Source records:

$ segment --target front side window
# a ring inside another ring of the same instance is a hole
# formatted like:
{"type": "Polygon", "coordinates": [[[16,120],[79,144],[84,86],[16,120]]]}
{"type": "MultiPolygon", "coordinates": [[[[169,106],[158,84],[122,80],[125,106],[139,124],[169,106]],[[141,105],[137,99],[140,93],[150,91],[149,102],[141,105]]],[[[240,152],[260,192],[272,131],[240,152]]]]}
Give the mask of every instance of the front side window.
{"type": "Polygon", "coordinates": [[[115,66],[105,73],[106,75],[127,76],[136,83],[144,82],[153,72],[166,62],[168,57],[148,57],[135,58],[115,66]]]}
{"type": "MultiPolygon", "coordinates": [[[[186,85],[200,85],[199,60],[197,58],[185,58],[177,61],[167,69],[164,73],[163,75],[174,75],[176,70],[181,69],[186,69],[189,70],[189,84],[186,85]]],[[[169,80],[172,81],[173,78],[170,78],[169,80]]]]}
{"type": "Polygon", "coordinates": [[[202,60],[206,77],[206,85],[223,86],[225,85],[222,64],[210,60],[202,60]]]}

# [Given task]
Reproduce the material above exactly; please quote every line of it.

# [Solution]
$ segment --target front side window
# a ring inside another ring of the same instance is a hole
# formatted like:
{"type": "Polygon", "coordinates": [[[16,120],[79,144],[84,86],[16,120]]]}
{"type": "MultiPolygon", "coordinates": [[[[169,106],[158,84],[122,80],[125,106],[139,124],[169,106]],[[141,105],[137,99],[140,93],[150,91],[149,102],[141,105]]],[[[240,152],[260,192],[272,131],[240,152]]]]}
Give the mask of every instance of the front side window.
{"type": "Polygon", "coordinates": [[[115,66],[105,73],[106,75],[127,76],[136,83],[144,82],[153,72],[166,62],[168,57],[148,57],[135,58],[115,66]]]}
{"type": "MultiPolygon", "coordinates": [[[[186,85],[200,85],[199,60],[197,58],[185,58],[177,61],[167,69],[164,73],[163,75],[174,75],[176,70],[181,69],[186,69],[189,70],[189,84],[186,85]]],[[[169,80],[172,81],[173,78],[170,78],[169,80]]]]}
{"type": "Polygon", "coordinates": [[[202,60],[206,77],[206,85],[223,86],[225,85],[222,64],[210,60],[202,60]]]}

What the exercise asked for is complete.